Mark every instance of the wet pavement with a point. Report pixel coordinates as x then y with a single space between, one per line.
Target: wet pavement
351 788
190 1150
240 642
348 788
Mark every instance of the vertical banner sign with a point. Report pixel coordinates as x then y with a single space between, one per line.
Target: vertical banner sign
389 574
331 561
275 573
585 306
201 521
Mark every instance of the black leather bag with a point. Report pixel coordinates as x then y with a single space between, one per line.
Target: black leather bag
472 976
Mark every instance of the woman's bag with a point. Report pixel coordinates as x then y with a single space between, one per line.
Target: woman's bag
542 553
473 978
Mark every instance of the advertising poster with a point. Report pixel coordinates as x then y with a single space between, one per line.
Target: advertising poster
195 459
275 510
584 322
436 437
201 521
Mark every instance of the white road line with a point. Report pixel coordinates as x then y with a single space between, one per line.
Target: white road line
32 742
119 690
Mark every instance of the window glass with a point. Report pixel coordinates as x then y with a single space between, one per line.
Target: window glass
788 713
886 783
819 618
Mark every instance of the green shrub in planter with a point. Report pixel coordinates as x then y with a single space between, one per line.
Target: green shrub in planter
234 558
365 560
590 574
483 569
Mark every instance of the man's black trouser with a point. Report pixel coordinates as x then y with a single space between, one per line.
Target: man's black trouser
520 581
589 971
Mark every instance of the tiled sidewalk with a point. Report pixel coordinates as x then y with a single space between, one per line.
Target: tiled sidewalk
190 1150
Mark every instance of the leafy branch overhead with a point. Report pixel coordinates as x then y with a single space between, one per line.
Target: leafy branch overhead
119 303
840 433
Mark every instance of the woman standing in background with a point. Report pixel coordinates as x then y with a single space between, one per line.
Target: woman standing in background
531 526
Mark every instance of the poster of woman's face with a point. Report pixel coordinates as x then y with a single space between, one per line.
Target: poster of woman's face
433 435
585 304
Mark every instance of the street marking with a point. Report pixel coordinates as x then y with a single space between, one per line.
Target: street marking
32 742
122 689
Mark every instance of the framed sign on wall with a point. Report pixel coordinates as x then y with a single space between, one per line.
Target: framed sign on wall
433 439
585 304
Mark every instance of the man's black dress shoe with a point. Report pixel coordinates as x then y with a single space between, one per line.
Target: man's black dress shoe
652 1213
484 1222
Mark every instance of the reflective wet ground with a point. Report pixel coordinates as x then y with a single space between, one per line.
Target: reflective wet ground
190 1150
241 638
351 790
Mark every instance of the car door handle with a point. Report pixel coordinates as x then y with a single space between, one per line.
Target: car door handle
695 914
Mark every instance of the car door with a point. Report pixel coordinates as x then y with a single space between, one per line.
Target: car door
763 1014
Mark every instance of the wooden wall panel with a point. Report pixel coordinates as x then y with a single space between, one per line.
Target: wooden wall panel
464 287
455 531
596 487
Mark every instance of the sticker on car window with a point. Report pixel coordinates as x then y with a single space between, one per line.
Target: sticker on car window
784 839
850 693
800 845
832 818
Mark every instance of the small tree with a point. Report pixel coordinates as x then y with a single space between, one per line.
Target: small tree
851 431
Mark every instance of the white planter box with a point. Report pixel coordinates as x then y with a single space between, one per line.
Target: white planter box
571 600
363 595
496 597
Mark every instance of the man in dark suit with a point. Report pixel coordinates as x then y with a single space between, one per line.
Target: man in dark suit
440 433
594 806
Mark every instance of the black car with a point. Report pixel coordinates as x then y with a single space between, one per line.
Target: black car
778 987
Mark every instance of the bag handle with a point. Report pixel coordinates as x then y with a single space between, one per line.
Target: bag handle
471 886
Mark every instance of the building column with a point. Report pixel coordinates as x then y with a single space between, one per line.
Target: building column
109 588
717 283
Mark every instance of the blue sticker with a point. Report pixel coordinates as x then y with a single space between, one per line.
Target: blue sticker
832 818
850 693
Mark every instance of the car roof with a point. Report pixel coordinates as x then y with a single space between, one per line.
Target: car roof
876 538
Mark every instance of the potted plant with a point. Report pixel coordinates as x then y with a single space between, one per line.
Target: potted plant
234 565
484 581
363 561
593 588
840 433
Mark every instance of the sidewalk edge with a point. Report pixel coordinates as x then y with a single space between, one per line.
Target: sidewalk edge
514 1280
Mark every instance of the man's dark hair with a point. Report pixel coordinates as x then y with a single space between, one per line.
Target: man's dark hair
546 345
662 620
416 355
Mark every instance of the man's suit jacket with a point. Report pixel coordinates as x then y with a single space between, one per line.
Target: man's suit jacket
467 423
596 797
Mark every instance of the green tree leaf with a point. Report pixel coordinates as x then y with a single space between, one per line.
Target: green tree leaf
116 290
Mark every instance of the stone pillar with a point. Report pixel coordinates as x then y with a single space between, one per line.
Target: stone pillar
++++++++++
Rewrite everything from the line containing "Mark every instance of the stone" down to the end of the entries, swapping "stone pillar" for "granite column" and leaving all else unchanged.

Mark every instance of the granite column with a point. Report pixel coordinates as x then y with a single space between, one per line.
Target: granite column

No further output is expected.